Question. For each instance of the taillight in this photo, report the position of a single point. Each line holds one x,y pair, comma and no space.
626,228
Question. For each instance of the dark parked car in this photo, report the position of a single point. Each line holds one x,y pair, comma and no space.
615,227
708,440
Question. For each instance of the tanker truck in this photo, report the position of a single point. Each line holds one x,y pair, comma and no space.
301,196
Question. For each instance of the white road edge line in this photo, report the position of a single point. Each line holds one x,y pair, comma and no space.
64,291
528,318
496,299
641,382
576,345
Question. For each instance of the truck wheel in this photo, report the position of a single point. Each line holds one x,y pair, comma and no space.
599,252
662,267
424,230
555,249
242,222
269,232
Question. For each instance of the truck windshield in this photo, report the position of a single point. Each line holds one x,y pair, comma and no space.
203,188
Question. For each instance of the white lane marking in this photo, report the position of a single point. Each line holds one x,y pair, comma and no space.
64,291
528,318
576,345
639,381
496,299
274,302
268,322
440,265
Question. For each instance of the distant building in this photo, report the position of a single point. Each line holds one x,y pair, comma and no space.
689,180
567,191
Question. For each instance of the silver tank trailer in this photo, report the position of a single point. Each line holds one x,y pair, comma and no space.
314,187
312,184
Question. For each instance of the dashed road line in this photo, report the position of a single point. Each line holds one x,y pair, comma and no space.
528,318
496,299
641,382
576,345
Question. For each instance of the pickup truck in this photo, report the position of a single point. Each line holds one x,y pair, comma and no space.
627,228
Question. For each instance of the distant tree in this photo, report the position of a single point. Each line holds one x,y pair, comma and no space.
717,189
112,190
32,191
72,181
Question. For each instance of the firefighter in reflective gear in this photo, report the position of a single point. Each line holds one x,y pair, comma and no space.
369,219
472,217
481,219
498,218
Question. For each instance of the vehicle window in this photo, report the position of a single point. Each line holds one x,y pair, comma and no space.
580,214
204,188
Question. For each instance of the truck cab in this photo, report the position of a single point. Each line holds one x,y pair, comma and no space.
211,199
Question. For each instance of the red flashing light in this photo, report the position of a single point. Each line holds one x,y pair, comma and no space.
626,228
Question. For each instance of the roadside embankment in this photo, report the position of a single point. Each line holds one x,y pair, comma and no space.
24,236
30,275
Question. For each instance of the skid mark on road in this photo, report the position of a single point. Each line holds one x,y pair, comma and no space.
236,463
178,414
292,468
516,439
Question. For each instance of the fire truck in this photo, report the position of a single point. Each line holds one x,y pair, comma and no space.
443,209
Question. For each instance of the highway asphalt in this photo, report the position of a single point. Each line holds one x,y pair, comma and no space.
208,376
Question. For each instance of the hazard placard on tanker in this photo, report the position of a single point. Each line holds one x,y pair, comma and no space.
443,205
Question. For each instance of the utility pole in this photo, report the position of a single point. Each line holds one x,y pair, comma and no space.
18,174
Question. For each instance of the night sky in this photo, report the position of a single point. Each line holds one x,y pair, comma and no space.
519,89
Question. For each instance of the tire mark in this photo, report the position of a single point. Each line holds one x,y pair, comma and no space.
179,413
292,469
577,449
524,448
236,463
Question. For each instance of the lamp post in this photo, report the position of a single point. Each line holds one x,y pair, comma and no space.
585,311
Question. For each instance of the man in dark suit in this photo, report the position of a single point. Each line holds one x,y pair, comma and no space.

## What is expected
The entire set of entries, and nothing else, should be set down exactly.

## Exercise answer
Question. For each instance of the taillight in this photo, report the position of a single point. Each line holds one x,y pair, comma and no space.
626,228
Question. For each instance of the dark parked car in this photo, report the position of a single point. Each line holds one x,y pair, comma and no space.
615,227
708,440
Question. For each instance of the tanker truck in this photo, report the position of a single point. Each line holds one x,y pair, comma and no space.
301,196
Question. For each instance of the white road edge line in this photo, report the position of a single point. Each line holds one x,y pair, comma and no space.
64,291
528,318
496,299
641,382
576,345
Question. For each instance of the truck wheel in this photo, report the position of a single point. Each line holds one x,y pair, comma and no space.
599,252
662,267
424,230
555,249
242,222
269,232
Question. For each instance of the truck windshield in this photo, report the position of a single point. Each line holds one x,y pair, comma and no space.
203,188
Question. For each instance of the white lane marking in this photo, report the position of a single point. Each line holds one x,y pair, comma and no space.
64,291
528,318
576,345
639,381
496,299
274,302
268,322
440,265
Question. For each instance of the distant building in this photo, report the position of a single point. Each line holds one x,y pair, comma and no space.
689,180
567,191
Question. For each instance of the silver tank trailer in this photo, report the position of a single point. Each line holds one x,y pair, comma and no space.
314,187
312,184
Question. For each instance of the dashed road line in this photo, report the position of a single point. Each line holds one x,y pair, comma and no space.
528,318
496,299
641,382
576,345
Question. For each instance of the pickup truck in this photo, report the position of a single point. Each line holds one x,y pair, comma and no space.
627,228
Question. For each instance of the distant tree in this photo, report the position of a single point. Each line holds one x,y pair, comma and no space.
717,189
112,190
32,191
72,181
Question. For each instance of the firefighter in reflective gear in this photo, report the position of a single point. Each line holds one x,y pair, comma and no space.
369,219
472,217
481,219
498,218
Question. For each instance of the vehicle window in this photo, report the position of a single point. Each line holds one x,y pair, comma and no space.
580,214
204,188
Question. For each instance of the truck cab in this photo, report the position of a single point. Each line holds one x,y pair, comma and no space.
211,199
Question. For each instance of the red flashing light in this photo, report the position of a single point. Each line holds one x,y pair, comma and no space.
626,228
Question. For each instance of the roadside embankment in this photo, report the position of a single point. Each line holds one x,y pair, comma and no space.
24,236
30,275
Question. For each instance of the skid mark on road in this photo, report the position of a single point. Each line holds one x,y pair, comma and no space.
236,463
178,414
292,468
516,439
Question. For each instance of the fire truck in this photo, report the position of a single point. Each line holds one x,y pair, comma and no space.
443,209
Question. For each instance of the highway asphalt in this photo, report the position of a single point. Each line holds one x,y pair, comma and no space.
208,376
Question. For each instance of the hazard placard on tanker in this photo, report the position of a single point. Each line holds one x,y pair, comma and no space.
443,205
Question. For each instance of the utility pole in this photo, report the position of a single point. Each line holds one x,y pair, comma and no space.
18,174
Question. For each instance of the night sky in this photo, report the position of a single point. Each line holds one x,y pair, comma and no space.
519,89
Question. For each instance of the tire mark in this photo, report the position of a single point. Each line holds one x,y pair, comma and no space.
179,413
292,469
577,449
524,448
236,463
Question. For each instance of the lamp post in this photo, report the position of a single point. Each line holds one x,y pair, comma and no space.
585,311
Question. For each instance of the man in dark suit in this photo, report the position of a single point. Each line holds one x,y pair, comma and no space.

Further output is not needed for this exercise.